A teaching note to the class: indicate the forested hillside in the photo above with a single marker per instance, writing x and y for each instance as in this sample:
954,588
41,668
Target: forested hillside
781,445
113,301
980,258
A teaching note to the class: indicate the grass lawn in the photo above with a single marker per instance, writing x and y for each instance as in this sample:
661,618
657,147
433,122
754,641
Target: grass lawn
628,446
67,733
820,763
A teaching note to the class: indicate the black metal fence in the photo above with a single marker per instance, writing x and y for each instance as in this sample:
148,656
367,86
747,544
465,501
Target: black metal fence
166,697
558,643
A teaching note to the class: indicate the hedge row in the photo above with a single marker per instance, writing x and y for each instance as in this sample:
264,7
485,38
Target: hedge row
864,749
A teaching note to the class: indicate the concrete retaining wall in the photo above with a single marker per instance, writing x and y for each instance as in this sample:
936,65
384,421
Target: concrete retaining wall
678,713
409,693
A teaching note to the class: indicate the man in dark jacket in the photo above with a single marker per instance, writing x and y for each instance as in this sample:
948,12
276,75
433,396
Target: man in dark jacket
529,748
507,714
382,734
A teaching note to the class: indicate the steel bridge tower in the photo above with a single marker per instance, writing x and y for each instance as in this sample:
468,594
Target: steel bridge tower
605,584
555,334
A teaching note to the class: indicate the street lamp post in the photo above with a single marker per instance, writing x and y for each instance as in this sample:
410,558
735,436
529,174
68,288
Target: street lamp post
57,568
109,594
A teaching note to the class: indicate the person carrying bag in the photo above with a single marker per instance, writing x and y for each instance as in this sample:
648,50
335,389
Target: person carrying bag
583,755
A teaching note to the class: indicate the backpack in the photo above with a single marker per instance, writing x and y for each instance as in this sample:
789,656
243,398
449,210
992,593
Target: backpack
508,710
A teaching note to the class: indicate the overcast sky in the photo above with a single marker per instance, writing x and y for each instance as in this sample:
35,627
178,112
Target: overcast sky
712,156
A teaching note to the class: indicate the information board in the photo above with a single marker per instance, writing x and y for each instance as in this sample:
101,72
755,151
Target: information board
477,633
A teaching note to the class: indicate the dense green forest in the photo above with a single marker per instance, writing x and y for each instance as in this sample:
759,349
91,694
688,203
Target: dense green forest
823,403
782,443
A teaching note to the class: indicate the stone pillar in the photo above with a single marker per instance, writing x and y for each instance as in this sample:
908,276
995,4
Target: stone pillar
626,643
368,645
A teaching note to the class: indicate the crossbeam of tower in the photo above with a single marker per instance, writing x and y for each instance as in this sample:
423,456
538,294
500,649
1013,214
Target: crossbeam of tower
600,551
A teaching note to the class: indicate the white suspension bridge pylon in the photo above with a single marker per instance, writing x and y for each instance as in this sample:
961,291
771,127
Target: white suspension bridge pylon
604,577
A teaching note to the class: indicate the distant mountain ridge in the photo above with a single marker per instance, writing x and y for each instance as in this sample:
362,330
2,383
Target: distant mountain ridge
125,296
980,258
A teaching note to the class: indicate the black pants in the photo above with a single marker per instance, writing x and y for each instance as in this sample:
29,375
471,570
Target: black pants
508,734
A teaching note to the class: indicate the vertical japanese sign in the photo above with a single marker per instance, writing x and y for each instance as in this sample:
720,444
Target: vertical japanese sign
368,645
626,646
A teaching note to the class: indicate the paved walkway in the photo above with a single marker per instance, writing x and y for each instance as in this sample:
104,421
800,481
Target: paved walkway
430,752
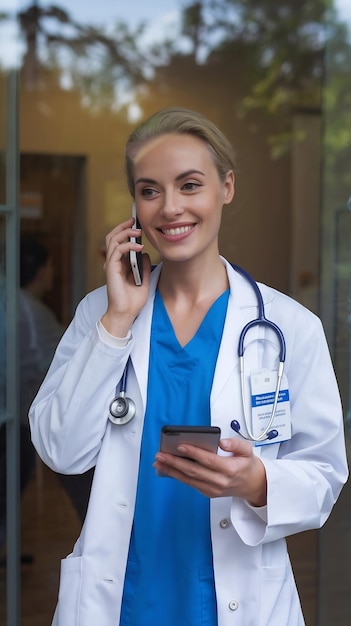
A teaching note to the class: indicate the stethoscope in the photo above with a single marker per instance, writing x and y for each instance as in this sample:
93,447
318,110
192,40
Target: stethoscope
122,408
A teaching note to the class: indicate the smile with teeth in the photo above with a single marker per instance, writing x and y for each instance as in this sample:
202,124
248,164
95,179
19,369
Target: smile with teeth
179,230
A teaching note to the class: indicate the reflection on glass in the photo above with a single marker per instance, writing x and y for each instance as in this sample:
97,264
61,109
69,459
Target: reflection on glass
2,426
3,136
2,316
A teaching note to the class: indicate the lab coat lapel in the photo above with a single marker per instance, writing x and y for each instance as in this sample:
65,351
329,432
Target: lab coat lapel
242,307
141,334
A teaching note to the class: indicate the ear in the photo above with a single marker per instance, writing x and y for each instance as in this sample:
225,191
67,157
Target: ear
229,187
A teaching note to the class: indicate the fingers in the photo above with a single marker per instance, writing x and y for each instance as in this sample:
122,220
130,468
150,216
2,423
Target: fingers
118,240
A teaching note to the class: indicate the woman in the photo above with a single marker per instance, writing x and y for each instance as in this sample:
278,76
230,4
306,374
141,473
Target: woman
208,547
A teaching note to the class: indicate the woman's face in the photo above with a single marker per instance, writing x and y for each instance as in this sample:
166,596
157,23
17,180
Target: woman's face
179,196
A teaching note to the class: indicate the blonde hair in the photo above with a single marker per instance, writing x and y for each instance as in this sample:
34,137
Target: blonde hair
179,121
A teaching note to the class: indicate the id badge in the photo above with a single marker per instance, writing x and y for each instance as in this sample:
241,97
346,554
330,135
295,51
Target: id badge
263,385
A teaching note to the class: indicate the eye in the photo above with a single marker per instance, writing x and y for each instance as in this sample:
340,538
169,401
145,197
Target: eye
190,186
148,192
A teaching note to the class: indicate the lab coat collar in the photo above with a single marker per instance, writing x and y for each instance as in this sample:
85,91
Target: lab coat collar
242,306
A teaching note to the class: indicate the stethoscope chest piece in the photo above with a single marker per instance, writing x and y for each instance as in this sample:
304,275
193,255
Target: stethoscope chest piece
122,410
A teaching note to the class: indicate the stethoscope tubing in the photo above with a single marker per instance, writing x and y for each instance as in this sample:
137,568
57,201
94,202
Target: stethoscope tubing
122,409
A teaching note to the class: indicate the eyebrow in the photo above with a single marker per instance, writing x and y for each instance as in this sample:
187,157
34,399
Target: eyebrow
151,181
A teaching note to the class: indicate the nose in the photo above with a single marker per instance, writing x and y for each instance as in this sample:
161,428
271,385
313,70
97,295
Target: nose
171,205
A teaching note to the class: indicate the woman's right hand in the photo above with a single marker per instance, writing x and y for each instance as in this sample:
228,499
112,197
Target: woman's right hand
125,299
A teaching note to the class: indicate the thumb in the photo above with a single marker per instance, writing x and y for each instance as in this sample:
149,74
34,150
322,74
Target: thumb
236,445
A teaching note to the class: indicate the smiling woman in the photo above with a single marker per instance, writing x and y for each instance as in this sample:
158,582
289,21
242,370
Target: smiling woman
176,333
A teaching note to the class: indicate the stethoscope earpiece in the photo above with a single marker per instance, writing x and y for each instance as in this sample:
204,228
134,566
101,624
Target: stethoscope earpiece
122,410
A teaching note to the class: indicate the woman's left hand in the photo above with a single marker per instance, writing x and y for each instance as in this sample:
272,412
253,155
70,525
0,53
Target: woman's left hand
242,474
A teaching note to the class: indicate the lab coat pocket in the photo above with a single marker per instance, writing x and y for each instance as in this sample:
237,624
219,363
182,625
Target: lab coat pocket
130,583
207,595
278,585
69,592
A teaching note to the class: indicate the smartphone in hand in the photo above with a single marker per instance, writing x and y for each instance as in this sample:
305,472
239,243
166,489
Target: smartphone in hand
206,437
136,259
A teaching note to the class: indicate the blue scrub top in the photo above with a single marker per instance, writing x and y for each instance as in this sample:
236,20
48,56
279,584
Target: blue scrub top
169,576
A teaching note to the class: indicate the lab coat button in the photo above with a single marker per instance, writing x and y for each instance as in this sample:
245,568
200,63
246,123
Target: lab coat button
224,523
233,605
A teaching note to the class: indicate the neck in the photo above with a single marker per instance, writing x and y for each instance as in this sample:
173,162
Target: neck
194,281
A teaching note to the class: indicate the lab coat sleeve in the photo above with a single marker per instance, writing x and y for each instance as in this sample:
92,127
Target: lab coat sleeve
69,415
306,475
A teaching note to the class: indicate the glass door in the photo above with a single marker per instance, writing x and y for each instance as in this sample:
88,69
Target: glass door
9,427
335,537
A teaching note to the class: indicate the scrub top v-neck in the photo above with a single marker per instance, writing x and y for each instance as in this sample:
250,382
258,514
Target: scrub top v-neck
169,576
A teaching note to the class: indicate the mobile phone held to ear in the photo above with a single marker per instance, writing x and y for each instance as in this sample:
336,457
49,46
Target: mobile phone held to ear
206,437
136,259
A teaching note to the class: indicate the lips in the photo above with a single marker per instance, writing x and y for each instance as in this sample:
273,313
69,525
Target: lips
177,230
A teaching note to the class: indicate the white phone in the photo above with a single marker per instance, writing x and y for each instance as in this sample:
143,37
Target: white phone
136,259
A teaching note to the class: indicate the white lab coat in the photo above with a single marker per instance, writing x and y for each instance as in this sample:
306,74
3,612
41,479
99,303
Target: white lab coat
71,432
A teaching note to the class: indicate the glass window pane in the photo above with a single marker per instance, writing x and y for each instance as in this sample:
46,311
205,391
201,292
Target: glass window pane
3,136
2,425
2,318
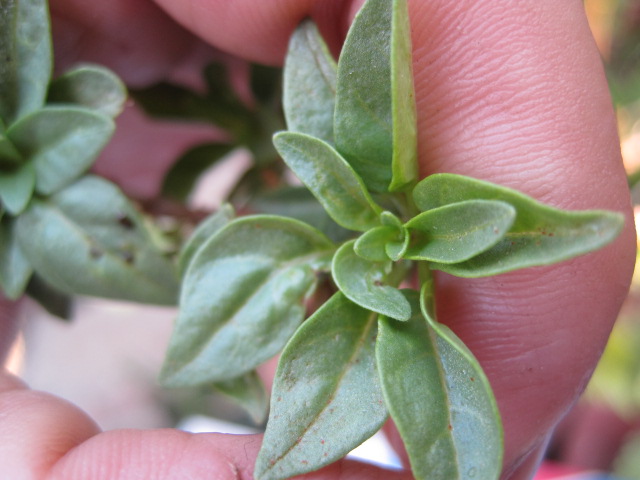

* Aim of the task
Find every line in the entries above that contains the word "walkway", and copy each of those lines.

* Full output
A teaching note to the class: indicate the paved walkway in the photo above with a single marker per instance, writing x and y for each instance as in this sample:
Target: paved walkway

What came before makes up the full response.